- STATED EXERCISE:
In the data below, copy out only the lines from the one containing "pixel 122 15." down to the one containing "pixel 185 53", both included, swapping "Query" for "Label" and leaving everything else unchanged.
>> START GIVEN RECORDS
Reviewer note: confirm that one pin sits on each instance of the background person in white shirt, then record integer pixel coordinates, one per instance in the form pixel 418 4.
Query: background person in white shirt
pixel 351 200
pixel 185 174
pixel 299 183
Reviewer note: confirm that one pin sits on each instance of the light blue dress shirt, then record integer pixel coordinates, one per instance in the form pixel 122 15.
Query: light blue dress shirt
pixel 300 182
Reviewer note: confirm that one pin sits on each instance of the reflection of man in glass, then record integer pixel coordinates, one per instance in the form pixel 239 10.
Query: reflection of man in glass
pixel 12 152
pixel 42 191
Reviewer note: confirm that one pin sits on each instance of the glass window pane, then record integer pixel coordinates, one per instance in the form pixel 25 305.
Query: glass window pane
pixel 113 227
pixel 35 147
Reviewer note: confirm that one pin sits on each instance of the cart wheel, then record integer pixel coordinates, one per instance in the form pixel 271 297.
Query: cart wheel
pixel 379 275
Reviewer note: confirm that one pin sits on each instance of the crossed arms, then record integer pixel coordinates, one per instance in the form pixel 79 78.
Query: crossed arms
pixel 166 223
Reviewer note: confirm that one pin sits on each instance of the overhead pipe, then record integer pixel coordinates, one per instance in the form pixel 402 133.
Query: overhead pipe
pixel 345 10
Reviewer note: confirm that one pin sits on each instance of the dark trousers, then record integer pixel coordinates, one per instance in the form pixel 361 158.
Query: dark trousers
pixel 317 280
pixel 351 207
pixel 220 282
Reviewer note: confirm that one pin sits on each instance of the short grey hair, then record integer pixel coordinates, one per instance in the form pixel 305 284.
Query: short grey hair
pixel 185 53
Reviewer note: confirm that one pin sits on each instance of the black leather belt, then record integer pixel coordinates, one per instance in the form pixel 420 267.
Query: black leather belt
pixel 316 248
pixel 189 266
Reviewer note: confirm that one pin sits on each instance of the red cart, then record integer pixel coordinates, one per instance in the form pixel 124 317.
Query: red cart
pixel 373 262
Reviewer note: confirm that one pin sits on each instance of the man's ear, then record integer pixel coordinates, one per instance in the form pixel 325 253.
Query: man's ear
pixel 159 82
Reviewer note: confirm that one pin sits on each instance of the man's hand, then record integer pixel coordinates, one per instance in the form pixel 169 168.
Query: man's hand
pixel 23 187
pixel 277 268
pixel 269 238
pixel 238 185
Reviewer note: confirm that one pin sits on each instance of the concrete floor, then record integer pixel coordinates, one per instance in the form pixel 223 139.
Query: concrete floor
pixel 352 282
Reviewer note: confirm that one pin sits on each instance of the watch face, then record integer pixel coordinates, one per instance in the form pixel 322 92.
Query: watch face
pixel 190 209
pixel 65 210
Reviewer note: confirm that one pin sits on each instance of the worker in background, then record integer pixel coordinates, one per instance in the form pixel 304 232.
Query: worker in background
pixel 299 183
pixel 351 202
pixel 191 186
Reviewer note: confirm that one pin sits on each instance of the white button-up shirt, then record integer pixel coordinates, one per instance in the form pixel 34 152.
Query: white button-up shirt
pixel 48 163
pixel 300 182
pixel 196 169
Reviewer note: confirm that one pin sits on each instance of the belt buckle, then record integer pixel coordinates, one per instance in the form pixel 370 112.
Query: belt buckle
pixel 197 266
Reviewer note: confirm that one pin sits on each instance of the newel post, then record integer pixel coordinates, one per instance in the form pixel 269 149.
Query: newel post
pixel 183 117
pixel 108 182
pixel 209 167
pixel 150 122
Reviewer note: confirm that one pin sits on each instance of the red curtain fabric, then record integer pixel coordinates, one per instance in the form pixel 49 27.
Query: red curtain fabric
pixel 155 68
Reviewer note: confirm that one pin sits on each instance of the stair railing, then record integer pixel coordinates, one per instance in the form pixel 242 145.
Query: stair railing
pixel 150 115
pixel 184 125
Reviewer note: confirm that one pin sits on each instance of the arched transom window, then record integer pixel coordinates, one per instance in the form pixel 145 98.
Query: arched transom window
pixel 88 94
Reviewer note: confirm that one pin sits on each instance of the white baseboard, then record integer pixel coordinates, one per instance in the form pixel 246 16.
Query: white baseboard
>> END GIVEN RECORDS
- EXERCISE OUTPUT:
Reviewer note: confirm that one pin sits on each instance of the light blue dress shirt, then record integer pixel coordinates, one per instance in the form pixel 122 15.
Label: light blue dress shirt
pixel 300 182
Reviewer note: confirm that one pin sits on each instance of the reflection of man in glass, then record integer pixel coordinates, one per instance in the form pixel 239 10.
Label: reflection of man in glass
pixel 12 152
pixel 42 191
Reviewer note: confirm that one pin sits on each instance of the glass window pane, then record integer pixel coordinates, one per instance in the form pixel 25 305.
Label: glass window pane
pixel 113 227
pixel 35 147
Reviewer note: confirm that one pin sits on each instance of the cart wheel, then record integer pixel coordinates, one per instance in the form pixel 271 297.
Label: cart wheel
pixel 379 275
Reviewer note: confirm that one pin sits on each instance of the crossed arms, then record integer pixel coordinates, one per instance in the form pixel 79 78.
Label: crossed arms
pixel 166 223
Reviewer note: confirm that one pin sits on each instance of the overhead pipe, then record integer pixel coordinates, one per instance in the form pixel 402 133.
Label: overhead pipe
pixel 345 10
Reviewer note: confirm that one pin sits on each instance of the dark trousers, then record integer pixel coordinates, one per instance in the form pixel 361 158.
Label: dark trousers
pixel 317 280
pixel 351 207
pixel 220 282
Reviewer note: confirm that one pin sits on each instance of the short grey hair, then record integer pixel coordinates, one per instance in the form pixel 305 284.
Label: short grey hair
pixel 185 53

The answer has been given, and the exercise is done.